__Selesaikan Berikut Ini__:
A: Ringkas paragraf yang diawali "Sejarah menunjukkan bahwa" dalam kutipan tentang prinsip pemerintahan daerah, tanpa menghilangkan fakta utamanya.
B: Ketik ulang bagian kutipan tentang prinsip pemerintahan daerah yang dimulai dari "3. Prinsip kekhususan" dan diakhiri dengan "18 ayat 2).".
C: Menurut kutipan tentang prinsip pemerintahan daerah, pasal dan ayat mana yang memuat prinsip kekhususan dan keragaman daerah?

***** Kutipan Dokumen

3. Prinsip kekhususan dan keragaman daerah (Pasal 18 ayat 1);
4. Prinsip mengakui dan menghormati kesatuan masyarakat hokum adat
beserta hak-hak tradisionalnya (Pasal 18B ayat 2);
5. Prinsip mengakui dan menghormati pemerintahan daerah yang bersifat
khusus dan istimewa (Pasal 18 ayat 3);
6. Prinsip hubungan Pusat dan Daerah harus dilaksanakan secara selaras dan
adil (Pasal 18 ayat 2).
Hilangnya pencantuman desentralisasi dan dekonsentrasi sebagai asas penyelenggaraan
pemerintahan dalam Pasal 18 ayat (2) UUD 1945 tersebut menurut Bagir Manan
merupakan temuan para pembentuk UUD, hal itu untuk menghindari kreasi-kreasi yang
menyimpang dari makna dan tujuan pemerintahan daerah.
Sejarah menunjukkan bahwa sebelum Pasal 18 UUD 1945 diamandemen terdapat
kreativitas yang menyimpang dari semangat dan maksud serta tujuan pemerintahan
daerah. Kreasi yang menyimpang dari semangat Pasal 18 UUD 1945 justru sebagai
akibat dari pendapat Soepomo yang kemudian dijadikan sebagai penjelasan UUD 1945.

**********
***** Data yang Diberikan

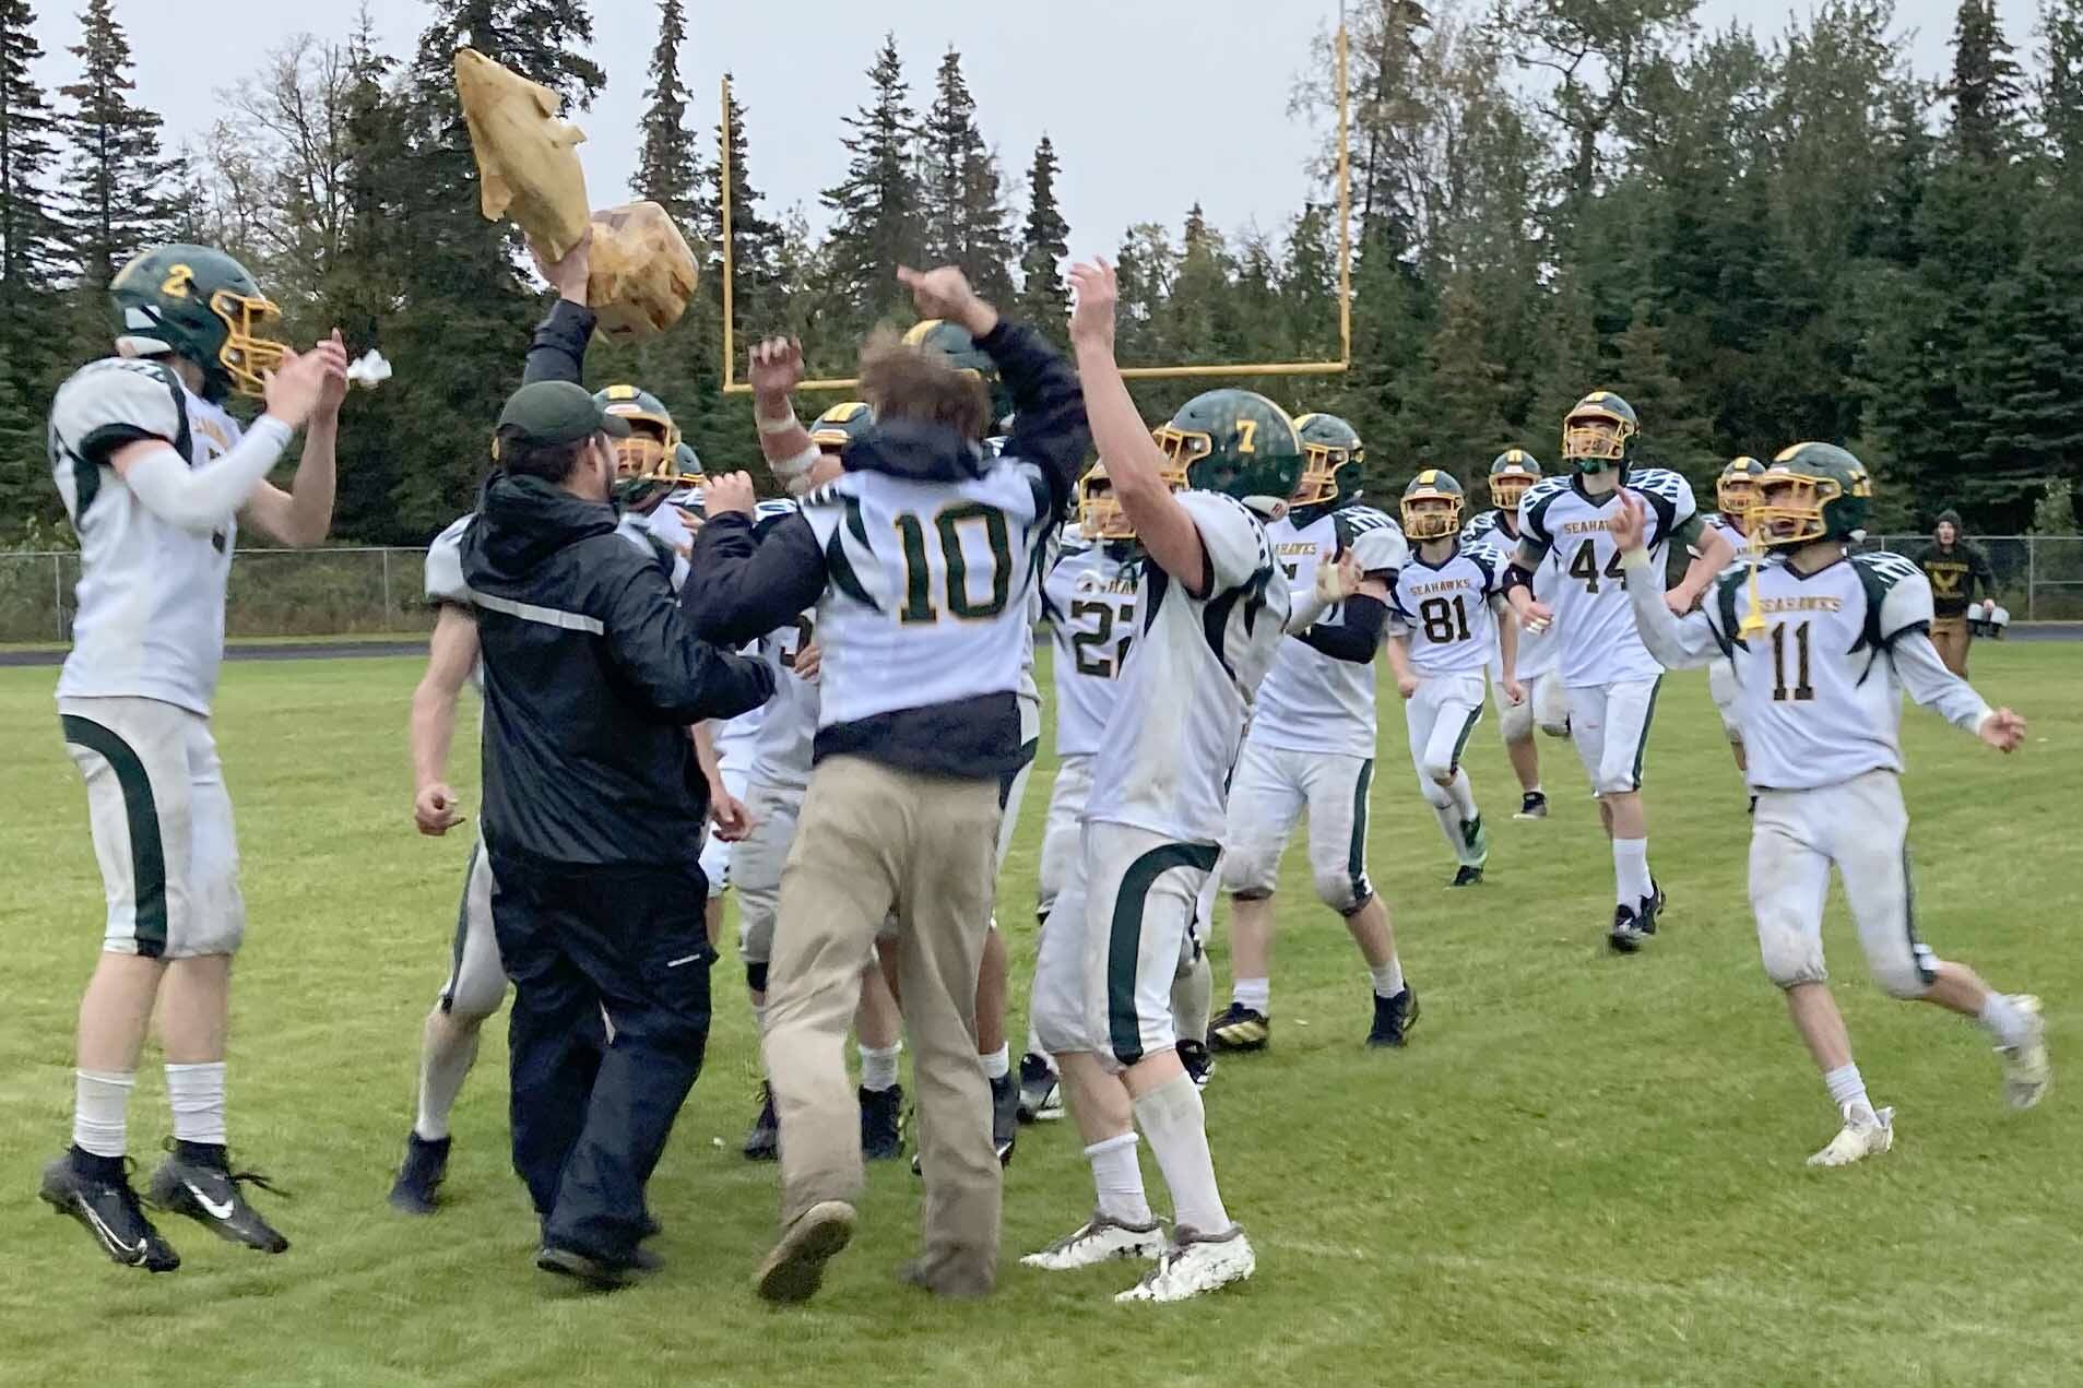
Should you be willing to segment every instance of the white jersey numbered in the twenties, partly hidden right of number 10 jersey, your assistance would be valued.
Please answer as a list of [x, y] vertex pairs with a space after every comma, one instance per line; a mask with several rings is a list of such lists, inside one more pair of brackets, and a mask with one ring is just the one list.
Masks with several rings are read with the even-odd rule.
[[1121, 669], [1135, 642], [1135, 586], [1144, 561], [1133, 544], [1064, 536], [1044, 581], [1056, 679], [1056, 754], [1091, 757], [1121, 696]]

**********

__Jawaban__:
A: Sebelum Pasal 18 UUD 1945 diamandemen, muncul kreasi yang menyimpang dari semangat, maksud, dan tujuan pemerintahan daerah. Penyimpangan itu justru berasal dari pendapat Soepomo yang kemudian dijadikan penjelasan UUD 1945.

B:
3. Prinsip kekhususan dan keragaman daerah (Pasal 18 ayat 1);
4. Prinsip mengakui dan menghormati kesatuan masyarakat hokum adat
beserta hak-hak tradisionalnya (Pasal 18B ayat 2);
5. Prinsip mengakui dan menghormati pemerintahan daerah yang bersifat
khusus dan istimewa (Pasal 18 ayat 3);
6. Prinsip hubungan Pusat dan Daerah harus dilaksanakan secara selaras dan
adil (Pasal 18 ayat 2).

C: Pasal 18 ayat 1.